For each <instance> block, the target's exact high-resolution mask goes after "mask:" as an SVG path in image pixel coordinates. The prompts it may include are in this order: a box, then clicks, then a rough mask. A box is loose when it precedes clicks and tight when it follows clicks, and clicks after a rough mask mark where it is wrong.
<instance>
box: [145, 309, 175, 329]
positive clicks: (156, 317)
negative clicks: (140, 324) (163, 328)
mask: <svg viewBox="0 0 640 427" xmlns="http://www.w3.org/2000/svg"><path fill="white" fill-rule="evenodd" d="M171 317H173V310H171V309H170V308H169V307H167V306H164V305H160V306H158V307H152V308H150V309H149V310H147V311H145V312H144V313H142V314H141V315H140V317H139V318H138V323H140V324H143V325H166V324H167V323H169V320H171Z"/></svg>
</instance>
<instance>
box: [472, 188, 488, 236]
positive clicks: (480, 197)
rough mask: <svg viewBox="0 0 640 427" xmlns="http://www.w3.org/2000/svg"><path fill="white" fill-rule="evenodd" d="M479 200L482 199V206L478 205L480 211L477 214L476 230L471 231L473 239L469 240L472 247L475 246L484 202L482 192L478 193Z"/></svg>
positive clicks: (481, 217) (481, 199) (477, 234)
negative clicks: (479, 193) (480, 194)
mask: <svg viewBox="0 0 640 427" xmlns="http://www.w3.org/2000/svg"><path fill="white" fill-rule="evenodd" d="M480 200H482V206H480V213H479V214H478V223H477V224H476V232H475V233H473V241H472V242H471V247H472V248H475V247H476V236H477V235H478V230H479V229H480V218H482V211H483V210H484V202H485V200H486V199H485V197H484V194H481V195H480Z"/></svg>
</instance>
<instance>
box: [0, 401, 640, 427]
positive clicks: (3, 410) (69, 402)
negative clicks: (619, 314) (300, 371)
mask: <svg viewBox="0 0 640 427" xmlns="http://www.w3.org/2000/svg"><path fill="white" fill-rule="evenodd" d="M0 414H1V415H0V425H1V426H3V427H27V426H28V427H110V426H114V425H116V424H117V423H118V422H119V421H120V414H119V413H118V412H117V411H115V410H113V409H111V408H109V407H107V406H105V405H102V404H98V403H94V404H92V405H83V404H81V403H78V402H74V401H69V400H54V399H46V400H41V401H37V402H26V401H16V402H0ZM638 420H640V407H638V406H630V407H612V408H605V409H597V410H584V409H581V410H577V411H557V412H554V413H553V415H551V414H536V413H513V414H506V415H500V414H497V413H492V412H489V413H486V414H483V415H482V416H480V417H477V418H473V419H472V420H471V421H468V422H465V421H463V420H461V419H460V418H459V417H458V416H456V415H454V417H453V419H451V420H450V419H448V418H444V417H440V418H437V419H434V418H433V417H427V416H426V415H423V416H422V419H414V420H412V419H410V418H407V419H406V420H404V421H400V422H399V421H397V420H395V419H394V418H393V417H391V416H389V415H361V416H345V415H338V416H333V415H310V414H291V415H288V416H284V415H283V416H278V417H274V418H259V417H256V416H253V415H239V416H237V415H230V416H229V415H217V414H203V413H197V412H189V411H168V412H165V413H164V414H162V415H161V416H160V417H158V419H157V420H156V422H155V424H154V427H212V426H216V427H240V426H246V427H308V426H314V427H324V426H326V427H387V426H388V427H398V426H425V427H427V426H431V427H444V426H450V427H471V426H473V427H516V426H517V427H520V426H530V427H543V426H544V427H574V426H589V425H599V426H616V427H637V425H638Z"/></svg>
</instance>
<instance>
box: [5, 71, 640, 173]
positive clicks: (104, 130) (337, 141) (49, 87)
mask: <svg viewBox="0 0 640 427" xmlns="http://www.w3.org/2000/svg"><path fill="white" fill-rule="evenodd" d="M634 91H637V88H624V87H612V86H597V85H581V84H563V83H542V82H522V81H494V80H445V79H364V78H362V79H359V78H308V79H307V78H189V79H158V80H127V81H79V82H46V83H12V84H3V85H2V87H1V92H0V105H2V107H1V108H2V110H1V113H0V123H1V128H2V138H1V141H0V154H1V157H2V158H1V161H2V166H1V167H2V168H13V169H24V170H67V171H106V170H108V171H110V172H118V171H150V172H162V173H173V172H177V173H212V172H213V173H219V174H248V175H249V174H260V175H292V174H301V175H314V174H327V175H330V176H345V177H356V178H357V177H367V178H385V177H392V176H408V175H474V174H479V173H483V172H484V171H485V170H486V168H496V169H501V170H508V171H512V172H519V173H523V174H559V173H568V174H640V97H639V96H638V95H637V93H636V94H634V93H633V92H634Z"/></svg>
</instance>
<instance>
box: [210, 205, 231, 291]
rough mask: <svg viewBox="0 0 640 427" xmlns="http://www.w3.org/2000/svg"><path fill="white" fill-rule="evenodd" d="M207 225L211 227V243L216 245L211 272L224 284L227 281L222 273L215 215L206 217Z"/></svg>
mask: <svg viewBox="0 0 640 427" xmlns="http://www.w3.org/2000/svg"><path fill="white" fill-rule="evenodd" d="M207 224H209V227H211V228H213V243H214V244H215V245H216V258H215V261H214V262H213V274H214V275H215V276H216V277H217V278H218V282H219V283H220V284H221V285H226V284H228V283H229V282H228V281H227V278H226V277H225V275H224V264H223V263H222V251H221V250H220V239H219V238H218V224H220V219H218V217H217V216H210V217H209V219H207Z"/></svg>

-------------------------

Copy out the entire listing above again, line for line and character for character, with nothing altered.

* **TASK RESPONSE**:
For each <instance> block, the target's exact high-resolution mask goes after "mask:" as an SVG path in image pixel coordinates. The prompts it may include are in this order: a box, then clicks, then a rough mask. A box is loose when it precedes clicks and tight when it follows clicks, and clicks after a rough mask mark where it is wrong.
<instance>
box: [145, 309, 175, 329]
positive clicks: (156, 317)
negative clicks: (140, 324) (163, 328)
mask: <svg viewBox="0 0 640 427" xmlns="http://www.w3.org/2000/svg"><path fill="white" fill-rule="evenodd" d="M171 317H173V310H171V309H170V308H169V307H167V306H164V305H160V306H158V307H152V308H150V309H149V310H147V311H145V312H144V313H142V314H141V315H140V317H139V318H138V323H140V324H143V325H166V324H167V323H169V320H171Z"/></svg>
</instance>
<instance>
box: [472, 188, 488, 236]
positive clicks: (480, 197)
rough mask: <svg viewBox="0 0 640 427" xmlns="http://www.w3.org/2000/svg"><path fill="white" fill-rule="evenodd" d="M479 200L482 199V206L478 205L480 211L477 214L476 230L471 231L473 239L469 240L472 247L475 246L484 202L482 192L478 193Z"/></svg>
positive clicks: (481, 217) (481, 199) (477, 234)
negative clicks: (479, 193) (480, 194)
mask: <svg viewBox="0 0 640 427" xmlns="http://www.w3.org/2000/svg"><path fill="white" fill-rule="evenodd" d="M480 200H482V206H480V213H479V214H478V223H477V224H476V232H475V233H473V241H472V242H471V247H472V248H475V247H476V236H477V235H478V230H479V229H480V218H482V211H483V210H484V202H485V200H486V199H485V197H484V194H481V195H480Z"/></svg>
</instance>
<instance>
box: [0, 401, 640, 427]
positive clicks: (3, 410) (69, 402)
negative clicks: (619, 314) (300, 371)
mask: <svg viewBox="0 0 640 427" xmlns="http://www.w3.org/2000/svg"><path fill="white" fill-rule="evenodd" d="M0 414H1V415H0V425H1V426H3V427H27V426H28V427H110V426H114V425H116V424H117V423H118V422H119V421H120V414H119V413H118V412H117V411H115V410H113V409H111V408H109V407H107V406H105V405H102V404H98V403H94V404H92V405H83V404H81V403H78V402H74V401H69V400H54V399H46V400H41V401H37V402H26V401H16V402H0ZM638 420H640V407H638V406H630V407H612V408H605V409H597V410H584V409H581V410H577V411H557V412H554V413H553V415H551V414H536V413H513V414H506V415H500V414H497V413H492V412H489V413H486V414H483V415H482V416H480V417H477V418H473V419H472V420H471V421H468V422H465V421H463V420H461V419H460V418H459V417H458V416H456V415H454V417H453V419H451V420H450V419H448V418H444V417H440V418H437V419H434V418H433V417H427V416H426V415H423V416H422V419H414V420H412V419H410V418H407V419H406V420H404V421H400V422H399V421H397V420H395V419H394V418H393V417H391V416H389V415H361V416H345V415H338V416H333V415H310V414H291V415H288V416H284V415H283V416H278V417H274V418H259V417H256V416H253V415H239V416H237V415H230V416H229V415H217V414H203V413H197V412H189V411H168V412H165V413H164V414H162V415H161V416H160V417H158V419H157V420H156V422H155V424H154V427H212V426H216V427H240V426H246V427H308V426H314V427H324V426H326V427H387V426H388V427H398V426H425V427H427V426H431V427H444V426H450V427H471V426H473V427H516V426H517V427H520V426H530V427H543V426H544V427H574V426H589V425H599V426H616V427H637V425H638Z"/></svg>
</instance>
<instance>
box: [5, 71, 640, 173]
positive clicks: (104, 130) (337, 141) (49, 87)
mask: <svg viewBox="0 0 640 427" xmlns="http://www.w3.org/2000/svg"><path fill="white" fill-rule="evenodd" d="M634 91H637V88H624V87H612V86H597V85H581V84H563V83H542V82H522V81H494V80H445V79H364V78H362V79H359V78H308V79H307V78H189V79H158V80H127V81H79V82H46V83H12V84H3V85H2V87H1V92H0V105H2V107H1V108H2V110H1V113H0V123H1V128H2V138H1V141H0V154H1V157H2V158H1V161H2V166H1V167H2V168H13V169H24V170H67V171H106V170H108V171H110V172H118V171H150V172H162V173H173V172H177V173H212V172H213V173H219V174H248V175H249V174H260V175H292V174H301V175H314V174H327V175H330V176H345V177H356V178H357V177H367V178H385V177H392V176H408V175H474V174H479V173H483V172H484V171H485V170H486V168H496V169H501V170H508V171H512V172H519V173H523V174H559V173H568V174H640V97H639V96H638V95H637V93H636V94H634V93H633V92H634Z"/></svg>
</instance>
<instance>
box: [210, 205, 231, 291]
rough mask: <svg viewBox="0 0 640 427" xmlns="http://www.w3.org/2000/svg"><path fill="white" fill-rule="evenodd" d="M207 225L211 227V243L216 245L211 272L224 284L227 281L222 273L215 215L206 217Z"/></svg>
mask: <svg viewBox="0 0 640 427" xmlns="http://www.w3.org/2000/svg"><path fill="white" fill-rule="evenodd" d="M207 224H209V227H211V228H213V243H214V244H215V245H216V258H215V261H214V262H213V274H214V275H215V276H216V277H217V278H218V282H219V283H220V284H221V285H226V284H228V283H229V282H228V281H227V278H226V277H225V275H224V264H223V263H222V251H221V250H220V239H219V238H218V224H220V219H218V217H217V216H210V217H209V219H207Z"/></svg>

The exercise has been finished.